Copy the data below. Keep every line exactly as it is.

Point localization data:
--

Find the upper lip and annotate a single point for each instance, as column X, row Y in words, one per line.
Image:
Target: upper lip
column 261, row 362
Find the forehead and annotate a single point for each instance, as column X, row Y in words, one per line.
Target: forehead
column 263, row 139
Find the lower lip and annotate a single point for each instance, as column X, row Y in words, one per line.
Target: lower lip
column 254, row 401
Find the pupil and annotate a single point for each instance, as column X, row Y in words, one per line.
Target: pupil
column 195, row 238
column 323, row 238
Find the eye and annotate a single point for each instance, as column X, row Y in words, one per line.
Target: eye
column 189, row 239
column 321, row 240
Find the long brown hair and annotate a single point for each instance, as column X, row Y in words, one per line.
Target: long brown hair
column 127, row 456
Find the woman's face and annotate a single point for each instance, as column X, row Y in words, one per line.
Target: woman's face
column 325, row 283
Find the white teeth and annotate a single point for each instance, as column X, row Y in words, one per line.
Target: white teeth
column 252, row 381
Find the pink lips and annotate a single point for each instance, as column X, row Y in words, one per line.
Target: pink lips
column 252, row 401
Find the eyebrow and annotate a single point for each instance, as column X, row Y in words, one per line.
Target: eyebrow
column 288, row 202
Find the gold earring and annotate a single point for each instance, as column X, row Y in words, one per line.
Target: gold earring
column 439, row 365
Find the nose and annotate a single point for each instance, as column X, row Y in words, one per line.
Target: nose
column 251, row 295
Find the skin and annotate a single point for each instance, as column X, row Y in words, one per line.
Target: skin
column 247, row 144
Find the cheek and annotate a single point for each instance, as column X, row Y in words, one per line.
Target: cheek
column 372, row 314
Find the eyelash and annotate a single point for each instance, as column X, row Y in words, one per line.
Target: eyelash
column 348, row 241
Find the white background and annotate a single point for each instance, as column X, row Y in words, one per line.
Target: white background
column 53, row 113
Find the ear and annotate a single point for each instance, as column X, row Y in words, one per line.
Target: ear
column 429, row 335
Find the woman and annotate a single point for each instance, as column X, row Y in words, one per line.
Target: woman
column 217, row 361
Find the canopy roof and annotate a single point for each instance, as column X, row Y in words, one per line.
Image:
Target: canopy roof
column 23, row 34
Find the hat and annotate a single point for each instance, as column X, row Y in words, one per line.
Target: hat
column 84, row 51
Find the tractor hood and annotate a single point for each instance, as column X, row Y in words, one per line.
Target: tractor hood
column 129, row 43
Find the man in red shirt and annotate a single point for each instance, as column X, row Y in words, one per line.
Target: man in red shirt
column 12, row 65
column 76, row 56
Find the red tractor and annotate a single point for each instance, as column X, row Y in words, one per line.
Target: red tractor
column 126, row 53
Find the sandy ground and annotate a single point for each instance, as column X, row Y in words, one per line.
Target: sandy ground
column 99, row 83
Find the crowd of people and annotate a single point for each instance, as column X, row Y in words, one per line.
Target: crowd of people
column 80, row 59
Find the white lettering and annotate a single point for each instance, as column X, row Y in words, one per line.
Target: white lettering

--

### Task result:
Find the upper lip and annotate a single point for each instance, as column X, row Y in words, one per line.
Image:
Target: upper lip
column 261, row 362
Find the forehead and annotate a single point for each instance, as column X, row Y in words, one per line.
Target: forehead
column 263, row 139
Find the lower lip and annotate a single point for each instance, as column X, row Y in words, one per line.
Target: lower lip
column 254, row 401
Find the pupil and annotate a single point for each instance, as column X, row Y in words, one per line.
Target: pupil
column 195, row 238
column 323, row 238
Find the eye and annotate a single point for each instance, as column X, row Y in words, one per line.
Target: eye
column 189, row 239
column 321, row 240
Find the long brown hair and annotate a single point for each instance, as column X, row Y in words, one per line.
Target: long brown hair
column 127, row 456
Find the woman's face and annotate a single point for each instance, as column X, row Y in words, one per line.
Target: woman's face
column 325, row 283
Find the white teeth and annotate a single point for each instance, as column X, row Y in words, one per line.
Target: white teeth
column 252, row 381
Find the pink lips and annotate a single point for each instance, as column X, row Y in words, one per line.
Target: pink lips
column 252, row 401
Find the eyebrow and annotate a single point for each instance, as column X, row Y in words, one per line.
Target: eyebrow
column 288, row 202
Find the gold earring and annotate a single point for each instance, as column X, row Y in words, one per line.
Target: gold earring
column 439, row 365
Find the nose and annotate a single point for each instance, as column X, row Y in words, one per line.
Target: nose
column 251, row 295
Find the skin and annotate a single point for each instance, as column X, row Y in words, one per line.
Target: skin
column 247, row 144
Find the cheek and annotate a single point for each instance, as column X, row Y in words, one per line.
Target: cheek
column 372, row 314
Find the eyelash and annotate a single point for each instance, as column X, row Y in words, one per line.
Target: eyelash
column 348, row 241
Find the white background and annotate a single point for each instance, as column X, row Y in words, one per line.
Target: white background
column 53, row 113
Find the ear and annotate a single point for each instance, as column X, row Y in words, one per line.
Target: ear
column 429, row 335
Find the woman and annotate a single point for each instance, as column X, row Y in words, one per line.
Target: woman
column 217, row 361
Find the canopy roof and annotate a single point for each instance, as column X, row Y in words, one per line.
Image:
Target: canopy roof
column 23, row 34
Find the hat and annotate a single point for each instance, as column X, row Y in words, one per line.
Target: hat
column 84, row 51
Find the tractor hood and annotate a single point for each instance, as column X, row Y in words, one per line.
Target: tractor hood
column 129, row 43
Find the man in red shirt and annotate a single point for each instance, as column X, row Y in words, one per line.
Target: man in red shirt
column 12, row 65
column 76, row 56
Find the red tractor and annotate a single point for each instance, as column X, row Y in words, one per line.
Target: red tractor
column 126, row 53
Find the sandy ground and annotate a single point for each instance, as column X, row Y in words, one per line.
Target: sandy ground
column 99, row 83
Find the crowd of people and annotate a single point for each instance, as column X, row Y in words, one per line.
Target: crowd of people
column 80, row 59
Find the white lettering and annotate a single point for each instance, as column X, row Y in words, one per line.
Target: white lettering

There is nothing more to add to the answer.